### STORED ROWS
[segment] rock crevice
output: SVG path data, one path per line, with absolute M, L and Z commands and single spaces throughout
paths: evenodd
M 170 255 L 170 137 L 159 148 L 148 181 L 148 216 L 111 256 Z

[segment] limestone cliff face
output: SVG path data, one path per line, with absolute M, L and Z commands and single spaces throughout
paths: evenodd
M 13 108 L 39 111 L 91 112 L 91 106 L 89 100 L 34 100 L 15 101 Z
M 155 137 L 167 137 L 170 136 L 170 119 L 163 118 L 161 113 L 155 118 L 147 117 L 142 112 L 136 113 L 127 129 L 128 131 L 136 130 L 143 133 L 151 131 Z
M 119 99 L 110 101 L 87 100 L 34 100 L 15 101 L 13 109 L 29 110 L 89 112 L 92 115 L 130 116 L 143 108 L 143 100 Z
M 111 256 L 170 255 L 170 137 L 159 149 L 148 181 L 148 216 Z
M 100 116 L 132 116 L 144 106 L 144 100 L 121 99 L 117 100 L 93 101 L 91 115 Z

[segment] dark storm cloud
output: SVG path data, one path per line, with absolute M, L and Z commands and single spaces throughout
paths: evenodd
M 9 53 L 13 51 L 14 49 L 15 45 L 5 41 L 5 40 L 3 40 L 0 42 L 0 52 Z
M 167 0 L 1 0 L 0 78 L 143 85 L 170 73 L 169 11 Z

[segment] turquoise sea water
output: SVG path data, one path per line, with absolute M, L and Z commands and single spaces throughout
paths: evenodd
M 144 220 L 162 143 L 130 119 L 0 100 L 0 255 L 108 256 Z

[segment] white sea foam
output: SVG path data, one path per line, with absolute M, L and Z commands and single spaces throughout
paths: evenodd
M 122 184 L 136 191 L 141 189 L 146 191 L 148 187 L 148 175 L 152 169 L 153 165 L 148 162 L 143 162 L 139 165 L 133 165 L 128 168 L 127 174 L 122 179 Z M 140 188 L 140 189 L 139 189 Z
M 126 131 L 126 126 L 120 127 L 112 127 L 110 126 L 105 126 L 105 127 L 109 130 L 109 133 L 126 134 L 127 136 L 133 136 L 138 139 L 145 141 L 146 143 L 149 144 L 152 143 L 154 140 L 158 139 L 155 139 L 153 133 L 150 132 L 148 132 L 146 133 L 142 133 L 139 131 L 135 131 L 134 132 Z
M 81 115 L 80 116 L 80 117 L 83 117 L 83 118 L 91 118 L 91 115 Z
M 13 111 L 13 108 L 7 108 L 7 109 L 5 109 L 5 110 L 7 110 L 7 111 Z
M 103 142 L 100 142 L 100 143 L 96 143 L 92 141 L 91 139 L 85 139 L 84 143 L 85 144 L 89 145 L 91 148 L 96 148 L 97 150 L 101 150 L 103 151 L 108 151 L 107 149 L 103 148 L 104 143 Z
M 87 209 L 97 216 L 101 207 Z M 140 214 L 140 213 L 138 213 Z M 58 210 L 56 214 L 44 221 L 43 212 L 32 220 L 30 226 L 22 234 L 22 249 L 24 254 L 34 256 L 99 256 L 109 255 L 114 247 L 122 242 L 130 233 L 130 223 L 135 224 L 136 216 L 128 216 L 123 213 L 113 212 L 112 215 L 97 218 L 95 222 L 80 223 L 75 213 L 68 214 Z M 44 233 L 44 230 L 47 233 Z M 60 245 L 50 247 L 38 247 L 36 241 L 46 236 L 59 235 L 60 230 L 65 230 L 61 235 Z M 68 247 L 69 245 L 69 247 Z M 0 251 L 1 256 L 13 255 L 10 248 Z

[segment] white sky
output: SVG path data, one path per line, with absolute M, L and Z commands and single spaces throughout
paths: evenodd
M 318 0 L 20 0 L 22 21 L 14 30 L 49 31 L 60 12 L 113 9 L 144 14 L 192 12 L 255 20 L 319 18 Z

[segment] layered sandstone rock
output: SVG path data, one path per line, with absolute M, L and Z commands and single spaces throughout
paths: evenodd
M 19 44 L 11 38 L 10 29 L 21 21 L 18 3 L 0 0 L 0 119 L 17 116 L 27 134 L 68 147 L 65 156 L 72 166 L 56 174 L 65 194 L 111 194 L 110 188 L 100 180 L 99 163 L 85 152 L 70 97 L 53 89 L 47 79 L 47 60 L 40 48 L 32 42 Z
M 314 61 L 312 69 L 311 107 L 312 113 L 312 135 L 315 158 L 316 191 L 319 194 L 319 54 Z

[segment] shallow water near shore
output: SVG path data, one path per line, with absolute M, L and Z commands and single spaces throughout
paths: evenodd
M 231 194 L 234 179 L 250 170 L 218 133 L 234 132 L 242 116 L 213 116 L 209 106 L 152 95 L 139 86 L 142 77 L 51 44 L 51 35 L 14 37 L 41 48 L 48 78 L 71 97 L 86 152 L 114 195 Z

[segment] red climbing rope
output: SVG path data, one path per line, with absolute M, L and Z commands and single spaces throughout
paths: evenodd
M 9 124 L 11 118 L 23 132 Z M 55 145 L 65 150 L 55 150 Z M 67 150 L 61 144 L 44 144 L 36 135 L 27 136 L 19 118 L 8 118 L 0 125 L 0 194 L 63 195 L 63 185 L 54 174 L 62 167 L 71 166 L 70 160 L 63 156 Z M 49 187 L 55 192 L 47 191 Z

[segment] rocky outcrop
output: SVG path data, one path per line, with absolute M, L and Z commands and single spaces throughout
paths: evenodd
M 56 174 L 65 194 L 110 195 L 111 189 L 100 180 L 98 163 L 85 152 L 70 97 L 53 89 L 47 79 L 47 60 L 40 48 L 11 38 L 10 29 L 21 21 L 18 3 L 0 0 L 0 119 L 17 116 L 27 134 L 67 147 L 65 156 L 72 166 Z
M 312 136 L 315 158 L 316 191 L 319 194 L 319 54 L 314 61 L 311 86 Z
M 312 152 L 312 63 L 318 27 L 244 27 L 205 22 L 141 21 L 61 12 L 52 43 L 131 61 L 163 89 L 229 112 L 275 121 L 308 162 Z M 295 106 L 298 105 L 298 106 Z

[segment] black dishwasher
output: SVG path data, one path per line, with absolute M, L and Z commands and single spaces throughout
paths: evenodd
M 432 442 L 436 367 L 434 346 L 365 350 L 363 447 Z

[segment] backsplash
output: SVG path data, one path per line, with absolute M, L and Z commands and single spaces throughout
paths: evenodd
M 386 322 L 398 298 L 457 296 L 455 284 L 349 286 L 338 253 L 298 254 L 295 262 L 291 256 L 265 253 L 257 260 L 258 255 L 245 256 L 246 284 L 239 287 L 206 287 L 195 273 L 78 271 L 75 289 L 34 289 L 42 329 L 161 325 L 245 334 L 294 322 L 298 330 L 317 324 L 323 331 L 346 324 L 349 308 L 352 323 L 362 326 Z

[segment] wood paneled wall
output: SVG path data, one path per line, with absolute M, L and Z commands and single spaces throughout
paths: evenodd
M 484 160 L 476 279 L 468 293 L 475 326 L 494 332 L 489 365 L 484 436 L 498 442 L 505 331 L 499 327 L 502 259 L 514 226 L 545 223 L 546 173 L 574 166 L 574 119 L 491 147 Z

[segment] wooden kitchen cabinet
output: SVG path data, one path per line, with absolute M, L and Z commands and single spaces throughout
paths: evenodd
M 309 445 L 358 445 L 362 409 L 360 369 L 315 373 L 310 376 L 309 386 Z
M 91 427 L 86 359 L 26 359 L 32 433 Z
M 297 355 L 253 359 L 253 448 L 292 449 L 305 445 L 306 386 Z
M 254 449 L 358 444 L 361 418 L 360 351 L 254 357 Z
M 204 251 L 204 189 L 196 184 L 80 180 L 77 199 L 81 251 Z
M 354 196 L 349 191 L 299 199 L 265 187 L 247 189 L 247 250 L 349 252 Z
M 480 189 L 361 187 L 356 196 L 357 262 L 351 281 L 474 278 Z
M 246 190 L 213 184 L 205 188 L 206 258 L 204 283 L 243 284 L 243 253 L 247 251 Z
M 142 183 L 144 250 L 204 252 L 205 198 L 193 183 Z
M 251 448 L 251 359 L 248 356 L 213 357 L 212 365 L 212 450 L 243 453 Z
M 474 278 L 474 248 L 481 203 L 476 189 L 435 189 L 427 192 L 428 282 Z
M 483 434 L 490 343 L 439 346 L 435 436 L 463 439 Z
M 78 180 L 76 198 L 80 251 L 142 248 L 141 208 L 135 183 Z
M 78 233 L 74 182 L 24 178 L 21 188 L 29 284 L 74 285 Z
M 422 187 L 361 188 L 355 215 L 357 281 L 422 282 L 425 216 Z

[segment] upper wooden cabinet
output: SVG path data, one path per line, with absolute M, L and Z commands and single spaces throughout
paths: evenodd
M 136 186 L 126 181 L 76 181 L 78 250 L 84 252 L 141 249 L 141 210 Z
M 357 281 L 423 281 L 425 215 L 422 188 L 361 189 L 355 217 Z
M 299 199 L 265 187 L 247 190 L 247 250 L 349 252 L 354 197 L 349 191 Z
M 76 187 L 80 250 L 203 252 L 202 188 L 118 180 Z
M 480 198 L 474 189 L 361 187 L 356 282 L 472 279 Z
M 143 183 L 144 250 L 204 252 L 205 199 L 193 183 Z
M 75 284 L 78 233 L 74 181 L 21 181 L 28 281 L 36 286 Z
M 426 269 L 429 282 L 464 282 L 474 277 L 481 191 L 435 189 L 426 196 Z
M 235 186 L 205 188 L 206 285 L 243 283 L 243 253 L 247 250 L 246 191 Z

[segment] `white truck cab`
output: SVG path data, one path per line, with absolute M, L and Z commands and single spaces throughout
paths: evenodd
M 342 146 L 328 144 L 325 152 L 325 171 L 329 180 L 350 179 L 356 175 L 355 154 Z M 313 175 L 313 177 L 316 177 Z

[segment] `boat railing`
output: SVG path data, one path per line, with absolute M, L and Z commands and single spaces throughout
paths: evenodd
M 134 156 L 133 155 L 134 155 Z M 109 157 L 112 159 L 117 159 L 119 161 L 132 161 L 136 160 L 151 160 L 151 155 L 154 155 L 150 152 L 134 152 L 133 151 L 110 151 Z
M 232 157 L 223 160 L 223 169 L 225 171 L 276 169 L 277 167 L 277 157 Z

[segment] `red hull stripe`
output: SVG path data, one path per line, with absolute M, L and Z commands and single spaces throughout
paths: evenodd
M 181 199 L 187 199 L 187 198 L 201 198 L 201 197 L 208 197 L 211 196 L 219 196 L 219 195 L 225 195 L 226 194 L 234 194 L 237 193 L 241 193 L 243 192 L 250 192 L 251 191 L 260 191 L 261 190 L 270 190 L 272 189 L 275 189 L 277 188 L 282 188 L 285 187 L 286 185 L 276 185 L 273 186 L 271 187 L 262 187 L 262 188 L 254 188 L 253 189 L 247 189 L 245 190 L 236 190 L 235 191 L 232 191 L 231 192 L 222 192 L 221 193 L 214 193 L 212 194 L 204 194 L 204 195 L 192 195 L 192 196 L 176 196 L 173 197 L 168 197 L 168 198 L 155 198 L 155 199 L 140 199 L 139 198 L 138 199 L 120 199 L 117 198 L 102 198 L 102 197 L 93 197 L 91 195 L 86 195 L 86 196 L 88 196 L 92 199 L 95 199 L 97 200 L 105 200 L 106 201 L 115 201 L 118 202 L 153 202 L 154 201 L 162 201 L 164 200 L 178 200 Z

### AIM
Recast the lines of the entries as a Markdown table with the columns Row and Line, from the line with "[segment] wooden kitchen cabinet" up to and including the line with "M 297 355 L", omitting any blank lines.

### ANSWER TO THIS EXERCISE
| Row | Line |
|---|---|
| 1 | [segment] wooden kitchen cabinet |
| 2 | output: SVG path data, one path per line, with absolute M, L and Z commands and single spaces throughout |
| 3 | paths: evenodd |
| 4 | M 309 445 L 358 445 L 362 409 L 360 369 L 315 373 L 310 376 L 309 386 Z |
| 5 | M 91 427 L 86 359 L 26 359 L 32 433 Z |
| 6 | M 297 355 L 253 359 L 253 448 L 292 449 L 305 445 L 306 386 Z |